» **Challenges**:
- a) Answer these questions about the text on AGRA's work:
(i) Since 2006, how many new crop varieties has AGRA's funding created, and across how many crops?
(ii) How far do farmers now travel to get supplies, and how far did they travel a decade ago?
(iii) In Ethiopia, which agency did AGRA equip with technical support?
- b) Pick up the text on AGRA's work in African food systems after its last sentence and keep writing it.

[start of Extracted text]

Disappointingly recent discussions on AGRA’s work have moved to ideological debates, where the solutions for transforming Africa’s food systems come down to one approach over another. Such binary debates are unhelpful and at times counterproductive. Building more resilient food systems on the continent will require a mix of approaches from agroecology to the latest crop and soil science.
Consider this: you can have the healthiest soil in the world, but if it is missing a micronutrient, or the crop variety you are using has limited yield potential, you will be no more productive than the farmer next door with poor soil. The judicious application of nutrients to agricultural soils is an established fact for helping improve soils, so why prohibit Africa’s farmers from doing it?
Another area I would like to correct is our work on seeds. Since 2006, AGRA’s funding has created almost 700 new crop varieties across 18 crops. Many, if not all the varieties were developed by local scientists at national institutions, who were working with local farmers to specifically tackle the challenges they face. Our funding has helped almost 120 entrepreneurs develop or expand their local businesses to ensure these and many other seeds and supplies can get to farmers. As a result, farmers need to travel 10km to get supplies, a decade ago they would travel at least 30km.
The idea that Africa’s seed systems have been overtaken by multinationals is not just wrong but insulting to the hundreds of entrepreneurs running seed local companies working with farmers day-in-day-out.
Since 2006, we have decided to invest in action over debates. Our work has been to ensure we put in place the environment needed to help farmers thrive.
In Ethiopia, for example, we equipped the Agricultural Transformation Agency (ATA) with the technical support leading to exemption of duties on selected agricultural machinery, irrigation technologies and animal feed processing machinery, as well as agricultural inputs. The outcome of this support has been increased access to high-quality mechanisation services and technologies by smallholder farmers, with projected increases in yields.

[end of Extracted text]
[start of Provided information]

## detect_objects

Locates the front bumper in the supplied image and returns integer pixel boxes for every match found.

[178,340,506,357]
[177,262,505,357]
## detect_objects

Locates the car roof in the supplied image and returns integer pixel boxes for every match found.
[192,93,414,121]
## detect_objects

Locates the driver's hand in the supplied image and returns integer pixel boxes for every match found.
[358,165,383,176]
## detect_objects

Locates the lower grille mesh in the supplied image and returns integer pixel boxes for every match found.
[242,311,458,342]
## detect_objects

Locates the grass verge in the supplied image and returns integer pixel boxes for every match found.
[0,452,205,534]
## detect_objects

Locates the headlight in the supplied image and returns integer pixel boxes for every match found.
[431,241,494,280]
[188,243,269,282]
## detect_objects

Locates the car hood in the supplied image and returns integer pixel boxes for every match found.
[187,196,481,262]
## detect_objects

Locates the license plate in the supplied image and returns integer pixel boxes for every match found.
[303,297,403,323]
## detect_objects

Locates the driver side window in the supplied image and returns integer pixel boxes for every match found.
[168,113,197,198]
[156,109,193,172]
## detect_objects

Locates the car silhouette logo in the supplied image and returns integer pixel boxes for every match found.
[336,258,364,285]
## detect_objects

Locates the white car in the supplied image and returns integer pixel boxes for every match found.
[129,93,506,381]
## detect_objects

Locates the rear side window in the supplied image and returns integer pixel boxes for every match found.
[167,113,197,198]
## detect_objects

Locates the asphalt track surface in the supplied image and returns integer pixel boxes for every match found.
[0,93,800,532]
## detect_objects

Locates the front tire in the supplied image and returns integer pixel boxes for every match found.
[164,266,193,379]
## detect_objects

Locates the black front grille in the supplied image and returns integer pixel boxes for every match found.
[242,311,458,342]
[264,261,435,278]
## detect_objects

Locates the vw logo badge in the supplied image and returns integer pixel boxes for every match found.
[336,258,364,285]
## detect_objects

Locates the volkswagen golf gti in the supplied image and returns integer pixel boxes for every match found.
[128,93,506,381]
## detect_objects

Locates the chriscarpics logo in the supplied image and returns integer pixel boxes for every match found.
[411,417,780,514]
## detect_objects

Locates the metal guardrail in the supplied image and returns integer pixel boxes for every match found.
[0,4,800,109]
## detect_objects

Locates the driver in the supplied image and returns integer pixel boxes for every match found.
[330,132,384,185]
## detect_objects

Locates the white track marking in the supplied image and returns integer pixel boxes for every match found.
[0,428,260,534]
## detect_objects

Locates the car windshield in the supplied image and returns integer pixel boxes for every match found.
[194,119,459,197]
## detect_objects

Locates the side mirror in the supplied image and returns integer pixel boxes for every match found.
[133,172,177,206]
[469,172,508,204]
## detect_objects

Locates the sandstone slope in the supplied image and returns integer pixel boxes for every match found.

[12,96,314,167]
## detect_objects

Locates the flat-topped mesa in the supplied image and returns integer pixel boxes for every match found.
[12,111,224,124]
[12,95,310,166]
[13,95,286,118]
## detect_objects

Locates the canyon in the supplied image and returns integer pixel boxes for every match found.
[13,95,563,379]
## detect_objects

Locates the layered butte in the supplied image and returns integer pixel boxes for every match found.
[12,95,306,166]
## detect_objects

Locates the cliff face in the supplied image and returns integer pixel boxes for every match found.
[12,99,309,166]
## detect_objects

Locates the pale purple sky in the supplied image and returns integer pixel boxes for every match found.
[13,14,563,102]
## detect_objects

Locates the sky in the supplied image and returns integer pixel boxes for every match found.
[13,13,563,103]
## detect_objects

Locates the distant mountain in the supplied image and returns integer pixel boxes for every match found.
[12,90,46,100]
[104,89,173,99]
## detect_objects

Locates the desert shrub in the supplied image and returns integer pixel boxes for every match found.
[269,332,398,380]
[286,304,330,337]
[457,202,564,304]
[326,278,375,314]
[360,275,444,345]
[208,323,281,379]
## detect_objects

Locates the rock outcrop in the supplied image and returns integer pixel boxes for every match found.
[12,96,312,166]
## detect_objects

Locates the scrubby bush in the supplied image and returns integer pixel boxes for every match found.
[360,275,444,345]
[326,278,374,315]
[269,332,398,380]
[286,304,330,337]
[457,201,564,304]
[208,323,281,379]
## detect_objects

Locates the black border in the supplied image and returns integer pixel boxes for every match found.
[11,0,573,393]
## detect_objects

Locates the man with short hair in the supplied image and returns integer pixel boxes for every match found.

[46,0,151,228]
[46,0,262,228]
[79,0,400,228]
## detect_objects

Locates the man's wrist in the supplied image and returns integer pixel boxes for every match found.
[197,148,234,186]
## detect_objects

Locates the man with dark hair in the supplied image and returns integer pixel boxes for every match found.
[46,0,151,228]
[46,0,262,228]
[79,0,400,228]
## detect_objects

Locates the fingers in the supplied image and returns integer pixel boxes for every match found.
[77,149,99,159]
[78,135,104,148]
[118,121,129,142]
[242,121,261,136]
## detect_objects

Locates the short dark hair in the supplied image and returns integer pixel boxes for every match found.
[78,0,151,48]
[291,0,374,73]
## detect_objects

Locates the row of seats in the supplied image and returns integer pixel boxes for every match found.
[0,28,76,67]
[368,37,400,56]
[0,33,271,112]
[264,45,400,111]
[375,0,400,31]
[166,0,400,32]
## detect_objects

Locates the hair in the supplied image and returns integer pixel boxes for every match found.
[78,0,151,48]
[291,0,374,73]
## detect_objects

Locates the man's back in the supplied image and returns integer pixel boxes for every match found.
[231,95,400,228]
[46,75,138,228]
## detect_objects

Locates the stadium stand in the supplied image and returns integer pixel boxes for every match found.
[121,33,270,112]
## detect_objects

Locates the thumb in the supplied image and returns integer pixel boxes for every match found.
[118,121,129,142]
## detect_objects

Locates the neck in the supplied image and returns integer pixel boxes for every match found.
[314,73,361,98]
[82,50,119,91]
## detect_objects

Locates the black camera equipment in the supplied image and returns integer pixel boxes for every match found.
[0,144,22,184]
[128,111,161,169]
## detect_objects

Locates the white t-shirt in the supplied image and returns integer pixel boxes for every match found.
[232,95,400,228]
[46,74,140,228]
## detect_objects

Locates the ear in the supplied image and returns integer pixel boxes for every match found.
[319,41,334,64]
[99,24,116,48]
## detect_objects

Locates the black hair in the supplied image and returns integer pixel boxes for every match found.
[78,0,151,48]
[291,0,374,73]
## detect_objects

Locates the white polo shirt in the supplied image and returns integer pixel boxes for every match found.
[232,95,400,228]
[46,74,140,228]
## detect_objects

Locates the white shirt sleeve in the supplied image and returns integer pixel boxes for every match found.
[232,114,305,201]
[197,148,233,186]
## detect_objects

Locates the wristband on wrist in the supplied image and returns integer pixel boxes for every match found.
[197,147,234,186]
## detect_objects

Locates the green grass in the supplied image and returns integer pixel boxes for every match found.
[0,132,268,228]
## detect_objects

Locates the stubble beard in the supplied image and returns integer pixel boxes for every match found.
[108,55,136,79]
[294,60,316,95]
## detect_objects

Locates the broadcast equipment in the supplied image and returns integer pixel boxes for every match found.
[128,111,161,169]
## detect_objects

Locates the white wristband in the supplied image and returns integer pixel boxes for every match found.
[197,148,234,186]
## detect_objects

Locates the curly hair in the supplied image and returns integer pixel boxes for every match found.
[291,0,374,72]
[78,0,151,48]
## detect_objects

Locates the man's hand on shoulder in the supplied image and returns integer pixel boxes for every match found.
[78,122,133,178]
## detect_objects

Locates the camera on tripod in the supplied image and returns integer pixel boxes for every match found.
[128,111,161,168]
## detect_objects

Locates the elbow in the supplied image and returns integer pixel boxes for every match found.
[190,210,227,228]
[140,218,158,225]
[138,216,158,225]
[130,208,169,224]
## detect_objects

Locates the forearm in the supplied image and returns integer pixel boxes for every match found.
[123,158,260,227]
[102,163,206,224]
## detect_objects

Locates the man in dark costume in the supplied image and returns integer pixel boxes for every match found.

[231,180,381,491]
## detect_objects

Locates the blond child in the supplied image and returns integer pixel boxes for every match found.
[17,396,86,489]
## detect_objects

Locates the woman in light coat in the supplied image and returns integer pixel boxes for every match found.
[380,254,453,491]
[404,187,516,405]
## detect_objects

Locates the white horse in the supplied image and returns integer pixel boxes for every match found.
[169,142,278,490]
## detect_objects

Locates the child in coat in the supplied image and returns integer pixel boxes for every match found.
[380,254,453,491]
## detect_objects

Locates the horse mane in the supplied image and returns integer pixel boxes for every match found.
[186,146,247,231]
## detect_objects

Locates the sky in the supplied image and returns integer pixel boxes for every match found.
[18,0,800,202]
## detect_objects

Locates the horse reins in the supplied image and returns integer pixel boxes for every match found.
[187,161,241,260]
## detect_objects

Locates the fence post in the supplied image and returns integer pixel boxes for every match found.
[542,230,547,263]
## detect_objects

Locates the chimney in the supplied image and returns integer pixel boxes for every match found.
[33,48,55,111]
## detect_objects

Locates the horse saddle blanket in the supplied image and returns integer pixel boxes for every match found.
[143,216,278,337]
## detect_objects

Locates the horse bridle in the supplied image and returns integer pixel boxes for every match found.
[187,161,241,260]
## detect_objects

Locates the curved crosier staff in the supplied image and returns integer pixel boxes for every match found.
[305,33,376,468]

[end of Provided information]

» **Results**:
- a)
(i) Almost 700 new crop varieties across 18 crops.
(ii) They now travel 10km; a decade ago they traveled at least 30km.
(iii) The Agricultural Transformation Agency (ATA).

- b)
While in Rwanda, AGRA has extensively supported the government’s plan to develop the local seed industry, leading to the country becoming self-sufficient in improved high-yielding maize varieties. Such success may not have been forthcoming without the participation of over 37 scientists trained by AGRA to lead the development of 47 varieties of different crops, among them maize, beans, soybeans, Irish potatoes, sweet potatoes, bananas and more.
And in Kenya, we have seen a rapid rejuvenation of the Kakamega Forest, the country’s only tropical rainforest, through investments in agroecology and other regenerative agriculture strategies. So far, this project has seen over 6,000 hectares of land in the Kakamega-Nandi ecosystem under sustainable land use with plans for replication and scaling for more-encompassing benefits.
These are just three examples of how our work supports local partners, to build on their knowledge while boosting food production and respecting nature.
The task of tackling hunger, malnutrition and climate change requires all of us working together to deliver resilient food systems in the continent. What the continent needs is sustainable agricultural practices that deliver sufficient food. Each of us share this vision and we all can contribute to achieving it.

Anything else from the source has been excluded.